**Set exercise A**: Reproduce verbatim the part of the brake pad thread from "http://****************.com/smile/emthup.gif I agree." to "Yeah, about that...".
**Set exercise B**: Translate this sentence from the brake pad thread into Spanish: "This is for a 1.8T with wear sensors."
**Set exercise C**: Continue the forum thread about brake pads for the GTI MKIV from where it stops.

What do u mean by decent milage exactly? What about dust?


----------



## f1forkvr6 (Jun 10, 2002)

*Re: Which pads for GTI MKIV? (alexb75)*

I replaced my Ferodo's with 75k street miles. Pretty decent








Porterfield R4S dust a lot less than the Ferodo's and slightly less than stock.


----------



## 3wheelinWolf (Mar 25, 2002)

*Re: Which pads for GTI MKIV? (f1forkvr6)*

Whew..the porterfields are quite a pricey option to fit the front and back. I have 27K on my car, and the rear pads are shot. I haven't tracked the car once, just alot of Jersey driving. I hope the Porterfields wear ALOT better than the oem's if I'm gonna pay that much.
(like your sig btw)
Edit: I revise my statement about costs.
I was looking at the wrong pad compound.
For those who are curious the partnumbers and costs for the Porterfield RS4s are:
AP768 front $89.00
AP340 rear $69.00
This is for a 1.8T with wear sensors. VR6s are different numbers.



_Modified by 3wheelinWolf at 4:40 PM 7-24-2003_


----------



## alexb75 (Dec 29, 2002)

*Re: Which pads for GTI MKIV? (3wheelinWolf)*

I was told before (by Racer_X) to use Mintex of OEM for rear and better pads for front. This supposedly helps the rear brake biased on our cars. So, you may wanna go that route and save some $$ too.


----------



## f1forkvr6 (Jun 10, 2002)

*Re: Which pads for GTI MKIV? (alexb75)*

http://****************.com/smile/emthup.gif I agree. I'm running OEM pads in the rear.


----------



## 3wheelinWolf (Mar 25, 2002)

*Re: Which pads for GTI MKIV? (f1forkvr6)*

Yeah, about that...
If our cars tend to use a little more rear than most, why would you still keep oem pasd? My whole problem is that my rear pads a worn out, and my fronts look untouched. Wouldn't it be advantageous to use a better pad in the back?

**Collected data**:
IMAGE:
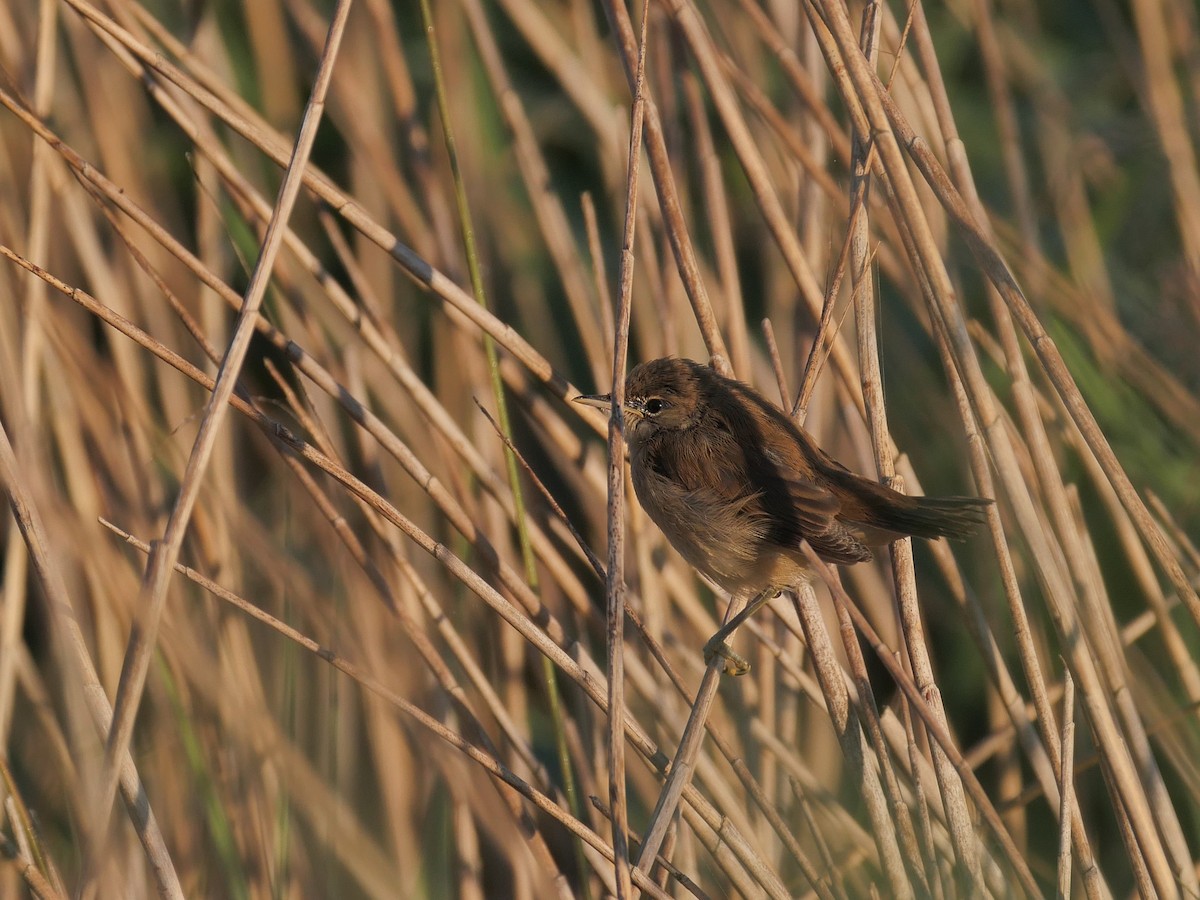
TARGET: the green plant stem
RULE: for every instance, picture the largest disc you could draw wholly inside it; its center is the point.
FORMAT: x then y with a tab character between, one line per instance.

**Result A**:
http://****************.com/smile/emthup.gif I agree. I'm running OEM pads in the rear.


----------



## 3wheelinWolf (Mar 25, 2002)

*Re: Which pads for GTI MKIV? (f1forkvr6)*

Yeah, about that...

**Result B**: Esto es para un 1.8T con sensores de desgaste.

**Result C**:
As far as brake feel is concerned, what are the concerns with having a slightly stronger rear braking system for a street driven car?


----------



## a2gtinut (Dec 2, 1999)

*Re: Which pads for GTI MKIV? (3wheelinWolf)*

I just ordered set of R4S pads ($67) for my GTI 16v. I should get these next week and will let you all know how they work.


----------



## 3wheelinWolf (Mar 25, 2002)

*Re: Which pads for GTI MKIV? (a2gtinut)*

Thanks, I appreciate any follow up http://****************.com/smile/emthup.gif .


----------



## MTLVR6 (Apr 18, 2003)

*Re: Which pads for GTI MKIV? (alexb75)*

Hawk HPS or HP+.


----------



## f1forkvr6 (Jun 10, 2002)

*Re: Which pads for GTI MKIV? (MTLVR6)*

Care to share you reasons why? I've never tried these pads ... how are they with regard to fade resistance, cold Cf, Cf consistency, dust, modulation, rotor wear, etc ....


----------



## Doug Brekke (Jan 28, 2000)

*Re: Which pads for GTI MKIV? (f1forkvr6)*

Excellent topic. The OEM pads are horrible during high performance driving. I cracked my stock pads in one 10 lap track day session. I tried EBC Greenstuff, which were silent and low dust, but didn't meet my expectations. I could get them to fade easily during canyon runs. 
Now I have Hawks, which have awesome bite and are worlds away in braking force, and held up great at Buttonwillow Raceway at Dubwars '03, offering fade-free performance in 100 plus degree weather, lap after lap. The problem is the horrid squealing around town. I have people looking in their rear-view mirrors in horror as I approach under braking, thinking I'm about to slam into them from the harsh noise. This is with brand new slotted rotors and "anti-squeal" paste, in addition to the squeal reducing backplates that come on the pads. Perhaps the Porterfields will allow me to keep my powerful braking without the noise? The noise is really embarrassing - it sounds like I'm driving an old hooptie.


----------



## alexb75 (Dec 29, 2002)

*Re: Which pads for GTI MKIV? (a2gtinut)*


_Quote, originally posted by *a2gtinut* »_I just ordered set of R4S pads ($67) for my GTI 16v. I should get these next week and will let you all know how they work.

Where did u order them from for that price?


----------



## f1forkvr6 (Jun 10, 2002)

*Re: Which pads for GTI MKIV? (alexb75)*

You can get them for $69 right from Porterfield - http://www.porterfield-brakes.com.
Price is for REAR pads, for a MKII.


_Modified by f1forkvr6 at 1:00 PM 8-4-2003_


----------



## f1forkvr6 (Jun 10, 2002)

*Re: Which pads for GTI MKIV? (Doug Brekke)*

The R4S Porterfields are pretty quiet. Only the occasional squeal and only under very light braking. Less dust than oe and Ferodo.


----------



## a2gtinut (Dec 2, 1999)

*Re: Which pads for GTI MKIV? (f1forkvr6)*

My R4S pads should arrive on Friday.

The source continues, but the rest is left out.